Please retype each record exactly as it stands below.
=== Exercise data ===
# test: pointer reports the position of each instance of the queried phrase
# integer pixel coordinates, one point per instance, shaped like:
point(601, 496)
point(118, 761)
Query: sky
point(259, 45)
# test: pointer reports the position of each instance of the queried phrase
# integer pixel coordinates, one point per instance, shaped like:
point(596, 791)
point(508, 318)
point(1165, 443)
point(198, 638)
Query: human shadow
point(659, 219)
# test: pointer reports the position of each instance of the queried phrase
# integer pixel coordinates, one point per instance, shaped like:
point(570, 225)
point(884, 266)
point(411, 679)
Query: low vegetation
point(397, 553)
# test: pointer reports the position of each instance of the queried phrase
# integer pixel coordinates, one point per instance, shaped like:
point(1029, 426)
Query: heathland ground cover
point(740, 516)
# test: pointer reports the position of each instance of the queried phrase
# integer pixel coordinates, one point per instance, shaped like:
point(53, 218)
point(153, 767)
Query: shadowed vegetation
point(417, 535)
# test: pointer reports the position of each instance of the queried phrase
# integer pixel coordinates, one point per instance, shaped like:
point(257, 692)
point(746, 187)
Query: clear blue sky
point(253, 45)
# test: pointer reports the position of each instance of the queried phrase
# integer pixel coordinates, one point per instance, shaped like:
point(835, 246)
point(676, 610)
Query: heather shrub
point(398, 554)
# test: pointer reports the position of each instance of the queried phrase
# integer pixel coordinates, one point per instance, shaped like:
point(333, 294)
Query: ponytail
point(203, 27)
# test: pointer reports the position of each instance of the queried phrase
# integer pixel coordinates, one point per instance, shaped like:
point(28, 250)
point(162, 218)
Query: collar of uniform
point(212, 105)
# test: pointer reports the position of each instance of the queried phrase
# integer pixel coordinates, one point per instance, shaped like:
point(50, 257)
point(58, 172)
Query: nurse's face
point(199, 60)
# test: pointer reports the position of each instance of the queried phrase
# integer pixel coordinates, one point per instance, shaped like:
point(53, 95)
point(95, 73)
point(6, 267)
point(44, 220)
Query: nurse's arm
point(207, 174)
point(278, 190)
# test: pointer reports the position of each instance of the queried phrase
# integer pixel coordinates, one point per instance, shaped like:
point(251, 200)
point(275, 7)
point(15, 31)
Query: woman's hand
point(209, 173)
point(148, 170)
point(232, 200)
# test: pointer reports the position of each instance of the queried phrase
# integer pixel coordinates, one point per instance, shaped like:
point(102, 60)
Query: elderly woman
===
== Written reply ==
# test: pointer reports the position of each instance of the queried phrase
# integer pixel coordinates, one point per instance, shaped like:
point(601, 496)
point(118, 761)
Query: sky
point(259, 45)
# test: pointer reports the position of each instance of the queried phrase
# integer pixel coordinates, one point per instance, shaped like:
point(596, 791)
point(508, 318)
point(1165, 443)
point(198, 638)
Query: human shadow
point(659, 219)
# test: pointer reports the position of each instance of the queried phrase
# integer pixel coordinates, one point per instance, shaped like:
point(570, 225)
point(884, 266)
point(411, 679)
Query: low vegetation
point(397, 553)
# test: pointer reports the position of each instance of the queried phrase
# integer pixel coordinates, one point per instance, shaped like:
point(1029, 426)
Query: heathland ground cover
point(740, 516)
# test: pointer reports the position of each instance of the queried phrase
# integer pixel coordinates, one point per instance, shaped like:
point(53, 218)
point(153, 767)
Query: shadowed vegetation
point(417, 535)
# test: pointer reports the position of each instance of the queried phrase
# integer pixel coordinates, one point per instance, shaped like:
point(257, 692)
point(746, 187)
Query: clear blue sky
point(253, 45)
# test: pointer reports the position of each instance of the queried phrase
# integer pixel coordinates, one point per instance, shaped like:
point(835, 246)
point(676, 610)
Query: heather shrub
point(398, 554)
# test: pointer reports the position of each instance of the queried phrase
# integer pixel coordinates, one point per instance, shaped like:
point(333, 294)
Query: ponytail
point(203, 27)
# test: pointer reports the position of each instance of the queried phrase
# integer pixel coordinates, one point per instance, shaped like:
point(28, 250)
point(162, 218)
Query: collar of uniform
point(212, 105)
# test: pointer reports the position of each instance of the queried phrase
# integer pixel coordinates, one point per instance, shaped like:
point(50, 257)
point(58, 172)
Query: nurse's face
point(199, 60)
# test: pointer reports the position of each instance of the queried phrase
# integer pixel coordinates, one point per instance, shaped like:
point(53, 95)
point(95, 73)
point(6, 267)
point(44, 220)
Query: nurse's arm
point(207, 174)
point(278, 190)
# test: pointer reports the position of each instance of the queried phrase
# integer pixel coordinates, one point per instance, shaped like:
point(251, 200)
point(275, 7)
point(15, 31)
Query: woman's hand
point(209, 173)
point(148, 170)
point(232, 200)
# test: pointer reports the position of each instance of the queried phrase
# integer pixel coordinates, one point per instance, shaped like:
point(102, 60)
Query: elderly woman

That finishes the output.